- _What needs to be done_
Reproduce the following entries exactly, leaving nothing out.

──────── Data shown

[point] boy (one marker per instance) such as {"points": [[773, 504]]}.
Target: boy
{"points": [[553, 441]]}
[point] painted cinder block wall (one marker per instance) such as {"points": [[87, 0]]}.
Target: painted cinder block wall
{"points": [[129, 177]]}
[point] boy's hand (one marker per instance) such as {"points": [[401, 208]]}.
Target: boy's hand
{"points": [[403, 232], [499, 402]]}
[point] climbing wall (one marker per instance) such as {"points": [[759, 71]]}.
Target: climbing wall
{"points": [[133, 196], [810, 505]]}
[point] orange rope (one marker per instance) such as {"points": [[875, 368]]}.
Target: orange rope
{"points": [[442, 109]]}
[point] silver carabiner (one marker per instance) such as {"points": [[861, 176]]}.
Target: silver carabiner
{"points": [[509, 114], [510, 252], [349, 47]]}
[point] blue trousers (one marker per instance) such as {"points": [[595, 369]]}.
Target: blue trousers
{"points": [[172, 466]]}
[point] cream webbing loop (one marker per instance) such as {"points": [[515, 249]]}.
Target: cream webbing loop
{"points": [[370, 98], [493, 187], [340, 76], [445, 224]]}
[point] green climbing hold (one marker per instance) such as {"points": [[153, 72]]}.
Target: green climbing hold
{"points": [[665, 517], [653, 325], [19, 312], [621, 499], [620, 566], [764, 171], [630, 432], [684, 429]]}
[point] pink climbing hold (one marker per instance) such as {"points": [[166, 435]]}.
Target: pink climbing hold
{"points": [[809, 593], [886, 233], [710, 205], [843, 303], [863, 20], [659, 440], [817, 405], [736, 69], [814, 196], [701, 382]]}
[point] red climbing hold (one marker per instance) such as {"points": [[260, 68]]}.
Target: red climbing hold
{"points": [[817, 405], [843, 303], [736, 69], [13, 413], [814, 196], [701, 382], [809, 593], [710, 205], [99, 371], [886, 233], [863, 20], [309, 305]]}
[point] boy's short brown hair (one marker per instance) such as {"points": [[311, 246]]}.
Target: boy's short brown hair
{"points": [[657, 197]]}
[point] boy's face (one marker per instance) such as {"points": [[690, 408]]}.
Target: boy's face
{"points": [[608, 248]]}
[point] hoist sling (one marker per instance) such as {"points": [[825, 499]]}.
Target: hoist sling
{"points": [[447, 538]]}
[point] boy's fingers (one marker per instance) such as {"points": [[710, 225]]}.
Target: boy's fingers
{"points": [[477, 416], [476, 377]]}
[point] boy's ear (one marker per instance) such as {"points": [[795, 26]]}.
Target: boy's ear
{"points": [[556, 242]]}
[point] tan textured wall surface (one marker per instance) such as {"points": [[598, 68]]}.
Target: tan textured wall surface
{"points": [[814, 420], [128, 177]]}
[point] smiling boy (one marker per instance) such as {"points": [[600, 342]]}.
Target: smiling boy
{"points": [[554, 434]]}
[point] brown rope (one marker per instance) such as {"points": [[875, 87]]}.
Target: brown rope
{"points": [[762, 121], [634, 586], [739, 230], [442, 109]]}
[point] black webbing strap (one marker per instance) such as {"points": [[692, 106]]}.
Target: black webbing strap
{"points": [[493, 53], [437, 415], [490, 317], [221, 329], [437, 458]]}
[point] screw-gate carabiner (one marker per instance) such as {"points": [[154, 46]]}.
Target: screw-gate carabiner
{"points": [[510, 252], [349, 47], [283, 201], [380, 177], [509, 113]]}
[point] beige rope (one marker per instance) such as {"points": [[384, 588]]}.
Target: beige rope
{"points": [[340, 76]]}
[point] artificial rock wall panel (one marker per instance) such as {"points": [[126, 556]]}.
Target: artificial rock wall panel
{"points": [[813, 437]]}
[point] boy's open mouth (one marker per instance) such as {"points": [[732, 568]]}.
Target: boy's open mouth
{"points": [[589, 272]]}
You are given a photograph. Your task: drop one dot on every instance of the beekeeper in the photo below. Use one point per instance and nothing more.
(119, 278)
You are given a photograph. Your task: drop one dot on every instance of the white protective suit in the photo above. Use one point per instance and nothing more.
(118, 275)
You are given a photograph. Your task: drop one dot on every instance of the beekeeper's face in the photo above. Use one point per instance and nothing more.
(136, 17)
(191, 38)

────────────────

- _Worked solution_
[point] boy (one marker per instance) such as {"points": [[773, 504]]}.
Target: boy
{"points": [[553, 441]]}
[point] painted cinder block wall (one marker per instance) such as {"points": [[87, 0]]}.
Target: painted cinder block wall
{"points": [[129, 177]]}
[point] boy's hand (one marker per instance) such as {"points": [[401, 208]]}.
Target: boy's hand
{"points": [[403, 232], [499, 402]]}
[point] climbing wall (one marker per instance) such as {"points": [[759, 71]]}.
Target: climbing wall
{"points": [[133, 196], [810, 505]]}
[point] orange rope (one marker per instance) such as {"points": [[875, 368]]}.
Target: orange rope
{"points": [[442, 109]]}
[point] silver carabiner (one marker per instance) such as {"points": [[861, 176]]}.
Target: silver carabiner
{"points": [[509, 114], [510, 252], [349, 47]]}
[point] blue trousers (one marker per instance) such as {"points": [[595, 369]]}.
Target: blue trousers
{"points": [[172, 466]]}
[point] cream webbing loop (one marker per instance) such as {"points": [[515, 249]]}.
Target: cream webbing loop
{"points": [[370, 98], [493, 187], [340, 76], [445, 224]]}
[point] green climbing hold (one marker per instance) such as {"points": [[153, 72]]}.
Target: green climbing hold
{"points": [[665, 517], [653, 325], [19, 312], [621, 499], [620, 566], [764, 171], [630, 432], [684, 429]]}
[point] pink climbing hold (one marker per instance) such as {"points": [[166, 435]]}.
Target: pink climbing hold
{"points": [[809, 593], [886, 233], [710, 205], [843, 303], [863, 20], [659, 440], [817, 405], [736, 69], [814, 196], [701, 382]]}
[point] red climbing hold (one marker per instance) such as {"points": [[260, 68]]}.
Target: red climbing hold
{"points": [[817, 405], [843, 303], [736, 69], [13, 413], [814, 196], [701, 382], [809, 593], [710, 205], [99, 371], [886, 233], [863, 20], [309, 305]]}
[point] boy's short brown hair (one marker per instance) such as {"points": [[311, 246]]}.
Target: boy's short brown hair
{"points": [[657, 197]]}
[point] boy's face (one marker per instance) such as {"points": [[690, 408]]}.
Target: boy's face
{"points": [[608, 248]]}
[point] hoist sling (one marker per instance) such as {"points": [[825, 499]]}.
Target: hoist sling
{"points": [[447, 538]]}
[point] boy's fingers (one marker per instance) such as {"points": [[710, 225]]}.
Target: boy's fingers
{"points": [[477, 416], [476, 377]]}
[point] boy's ear (one marker per instance) such as {"points": [[795, 26]]}.
Target: boy's ear
{"points": [[556, 242]]}
[point] tan textured wall surface (one marker per instance) such as {"points": [[598, 68]]}.
Target: tan textured wall surface
{"points": [[814, 420], [128, 177]]}
[point] smiling boy (one marker per instance) such as {"points": [[600, 342]]}.
Target: smiling boy
{"points": [[554, 434]]}
[point] brown rope (one marker per instance) such as {"points": [[875, 87]]}.
Target: brown rope
{"points": [[762, 121], [634, 586], [739, 230], [442, 109]]}
[point] black webbing strap (one marker per instance) such as {"points": [[692, 106]]}.
Target: black webbing strap
{"points": [[493, 53], [437, 415], [490, 317], [221, 329], [437, 458]]}
[point] screw-gate carabiner (one marker per instance) such as {"points": [[154, 46]]}.
Target: screw-gate carabiner
{"points": [[510, 252], [349, 47], [283, 201], [380, 177], [509, 113]]}
[point] beige rope (one marker per instance) such as {"points": [[384, 588]]}.
Target: beige rope
{"points": [[340, 76]]}
[point] artificial rock wall panel (one marker per instance) such as {"points": [[126, 556]]}.
Target: artificial rock wall panel
{"points": [[813, 437]]}
[point] boy's open mouth (one marker per instance) such as {"points": [[732, 568]]}.
Target: boy's open mouth
{"points": [[589, 272]]}
You are given a photograph. Your task: drop one dot on every instance of the beekeeper in the photo below. Use one point per instance and nothing more.
(119, 278)
You are given a photograph. Your task: drop one dot on every instance of the white protective suit in the photo above. Use one point per instance and nothing more.
(118, 275)
You are given a photograph. Your task: drop one dot on every instance of the beekeeper's face in the photo above. Use one point per instance and nothing more.
(136, 17)
(191, 38)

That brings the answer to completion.